(Required work) Can you render every line of the data below as a JSON list of strings, one string per line and no blank lines?

start Supplied data

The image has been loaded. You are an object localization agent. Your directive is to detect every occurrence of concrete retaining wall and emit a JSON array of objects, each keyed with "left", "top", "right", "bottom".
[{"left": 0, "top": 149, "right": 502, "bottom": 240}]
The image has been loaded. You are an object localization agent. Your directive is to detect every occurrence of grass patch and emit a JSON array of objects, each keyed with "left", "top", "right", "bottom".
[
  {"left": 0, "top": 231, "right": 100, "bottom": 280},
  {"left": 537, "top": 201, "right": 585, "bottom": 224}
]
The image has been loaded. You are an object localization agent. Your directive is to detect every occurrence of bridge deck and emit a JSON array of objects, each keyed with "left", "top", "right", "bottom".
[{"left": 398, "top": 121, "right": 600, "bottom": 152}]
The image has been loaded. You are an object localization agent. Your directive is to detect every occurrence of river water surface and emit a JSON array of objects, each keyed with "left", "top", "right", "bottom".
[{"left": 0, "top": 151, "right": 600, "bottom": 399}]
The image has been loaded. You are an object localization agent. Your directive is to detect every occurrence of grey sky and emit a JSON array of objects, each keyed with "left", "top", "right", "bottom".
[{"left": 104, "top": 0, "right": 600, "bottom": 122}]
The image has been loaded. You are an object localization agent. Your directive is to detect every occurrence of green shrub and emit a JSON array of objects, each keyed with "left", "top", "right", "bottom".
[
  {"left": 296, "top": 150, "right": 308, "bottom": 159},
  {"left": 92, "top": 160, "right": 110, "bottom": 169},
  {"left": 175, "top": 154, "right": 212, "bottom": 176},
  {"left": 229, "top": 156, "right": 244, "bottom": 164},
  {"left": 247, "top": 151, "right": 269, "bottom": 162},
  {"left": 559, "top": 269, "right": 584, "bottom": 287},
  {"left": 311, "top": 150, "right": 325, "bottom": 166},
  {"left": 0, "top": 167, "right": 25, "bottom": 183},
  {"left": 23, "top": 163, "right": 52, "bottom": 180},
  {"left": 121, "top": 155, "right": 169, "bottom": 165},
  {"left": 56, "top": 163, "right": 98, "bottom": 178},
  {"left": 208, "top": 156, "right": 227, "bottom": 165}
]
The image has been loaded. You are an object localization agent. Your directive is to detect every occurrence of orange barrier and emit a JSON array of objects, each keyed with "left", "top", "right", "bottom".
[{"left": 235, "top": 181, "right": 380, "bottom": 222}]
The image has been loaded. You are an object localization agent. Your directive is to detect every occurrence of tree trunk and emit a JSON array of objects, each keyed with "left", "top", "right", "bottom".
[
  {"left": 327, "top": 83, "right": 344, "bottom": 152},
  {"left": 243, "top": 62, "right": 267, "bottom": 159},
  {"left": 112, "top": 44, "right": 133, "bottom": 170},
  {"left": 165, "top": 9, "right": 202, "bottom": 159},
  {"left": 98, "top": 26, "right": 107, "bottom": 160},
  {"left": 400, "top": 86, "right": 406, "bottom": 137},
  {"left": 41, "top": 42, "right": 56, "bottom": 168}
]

end Supplied data

(Response to this exercise)
[
  "The image has been loaded. You are an object localization agent. Your directive is to detect every occurrence of concrete retaining wall and emit a JSON array of objects, each keyed with \"left\", \"top\", \"right\", \"bottom\".",
  "[{\"left\": 0, \"top\": 149, \"right\": 502, \"bottom\": 240}]",
  "The image has been loaded. You are an object localization agent. Your directive is to detect every occurrence of grass patch and emit a JSON array of objects, each keyed with \"left\", \"top\", \"right\", \"bottom\".",
  "[",
  "  {\"left\": 0, \"top\": 231, \"right\": 100, \"bottom\": 280},",
  "  {\"left\": 537, \"top\": 201, \"right\": 585, \"bottom\": 224}",
  "]",
  "The image has been loaded. You are an object localization agent. Your directive is to detect every occurrence of bridge deck and emit a JSON array of objects, each keyed with \"left\", \"top\", \"right\", \"bottom\".",
  "[{\"left\": 398, \"top\": 121, \"right\": 600, \"bottom\": 152}]",
  "The image has been loaded. You are an object localization agent. Your directive is to detect every occurrence of river water surface and emit a JSON array of objects, each keyed with \"left\", \"top\", \"right\", \"bottom\".",
  "[{\"left\": 0, \"top\": 151, \"right\": 600, \"bottom\": 399}]",
  "The image has been loaded. You are an object localization agent. Your directive is to detect every occurrence of grey sky and emit a JSON array of objects, each keyed with \"left\", \"top\", \"right\", \"bottom\".",
  "[{\"left\": 104, \"top\": 0, \"right\": 600, \"bottom\": 122}]",
  "The image has been loaded. You are an object localization agent. Your directive is to detect every occurrence of green shrub and emit a JSON array of objects, each keyed with \"left\", \"top\", \"right\", \"bottom\".",
  "[",
  "  {\"left\": 296, \"top\": 150, \"right\": 308, \"bottom\": 159},",
  "  {\"left\": 92, \"top\": 160, \"right\": 110, \"bottom\": 169},",
  "  {\"left\": 175, \"top\": 154, \"right\": 212, \"bottom\": 176},",
  "  {\"left\": 229, \"top\": 156, \"right\": 244, \"bottom\": 164},",
  "  {\"left\": 247, \"top\": 151, \"right\": 269, \"bottom\": 162},",
  "  {\"left\": 559, \"top\": 269, \"right\": 584, \"bottom\": 287},",
  "  {\"left\": 311, \"top\": 150, \"right\": 325, \"bottom\": 166},",
  "  {\"left\": 0, \"top\": 167, \"right\": 25, \"bottom\": 183},",
  "  {\"left\": 23, \"top\": 163, \"right\": 52, \"bottom\": 180},",
  "  {\"left\": 121, \"top\": 155, \"right\": 169, \"bottom\": 165},",
  "  {\"left\": 56, \"top\": 163, \"right\": 98, \"bottom\": 178},",
  "  {\"left\": 208, \"top\": 156, \"right\": 227, \"bottom\": 165}",
  "]",
  "The image has been loaded. You are an object localization agent. Your directive is to detect every occurrence of orange barrier and emit a JSON array of objects, each keyed with \"left\", \"top\", \"right\", \"bottom\".",
  "[{\"left\": 235, \"top\": 181, \"right\": 380, \"bottom\": 222}]",
  "The image has been loaded. You are an object localization agent. Your directive is to detect every occurrence of tree trunk and emit a JSON array of objects, each keyed with \"left\", \"top\", \"right\", \"bottom\".",
  "[",
  "  {\"left\": 327, \"top\": 83, \"right\": 344, \"bottom\": 152},",
  "  {\"left\": 243, \"top\": 62, \"right\": 267, \"bottom\": 159},",
  "  {\"left\": 112, \"top\": 44, \"right\": 133, \"bottom\": 170},",
  "  {\"left\": 165, \"top\": 9, \"right\": 202, \"bottom\": 159},",
  "  {\"left\": 98, \"top\": 26, \"right\": 107, \"bottom\": 160},",
  "  {\"left\": 400, \"top\": 86, \"right\": 406, \"bottom\": 137},",
  "  {\"left\": 41, \"top\": 42, \"right\": 56, \"bottom\": 168}",
  "]"
]